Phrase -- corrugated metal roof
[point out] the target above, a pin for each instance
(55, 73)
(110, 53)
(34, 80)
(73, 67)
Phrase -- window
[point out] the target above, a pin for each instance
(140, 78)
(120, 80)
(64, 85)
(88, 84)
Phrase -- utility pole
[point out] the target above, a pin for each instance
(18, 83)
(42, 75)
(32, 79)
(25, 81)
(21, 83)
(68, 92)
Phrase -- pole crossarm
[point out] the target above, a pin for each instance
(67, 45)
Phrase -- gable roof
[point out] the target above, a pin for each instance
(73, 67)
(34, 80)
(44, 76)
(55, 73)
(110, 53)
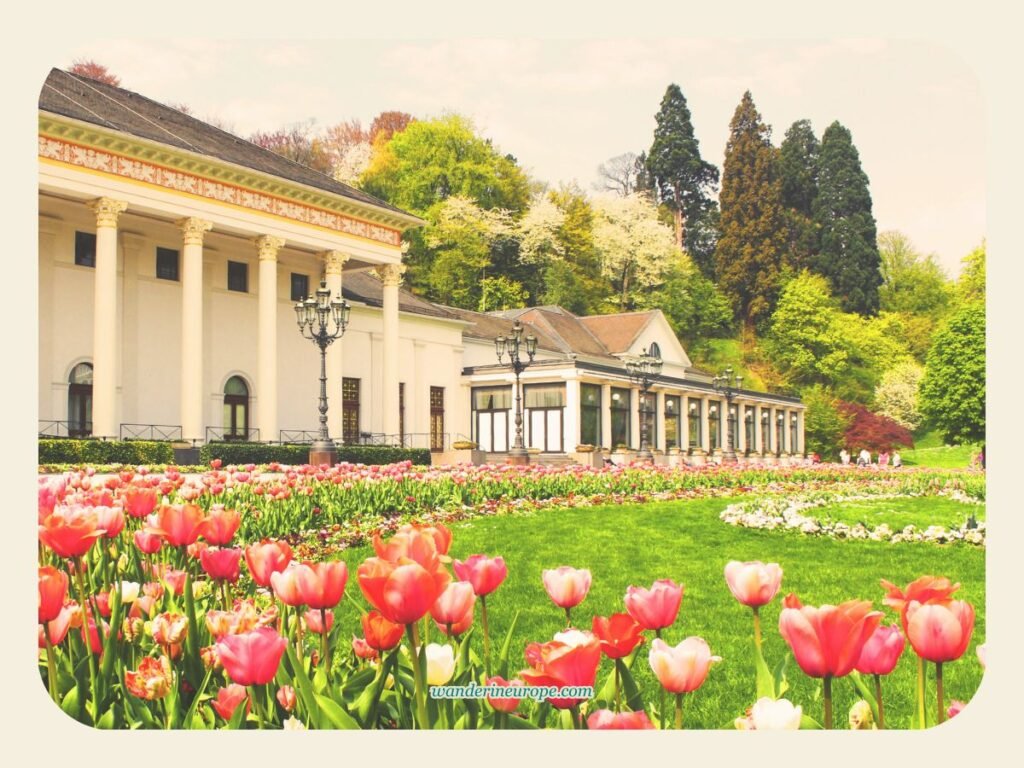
########
**Your task:**
Please, leaving out all pictures, transcribe exactly the lines above from the one containing "Phrase -- gable roof" through the final line, both included.

**Answer section:**
Phrase -- gable roof
[point out] the target above, a pin for each instance
(73, 67)
(34, 80)
(44, 76)
(55, 73)
(110, 53)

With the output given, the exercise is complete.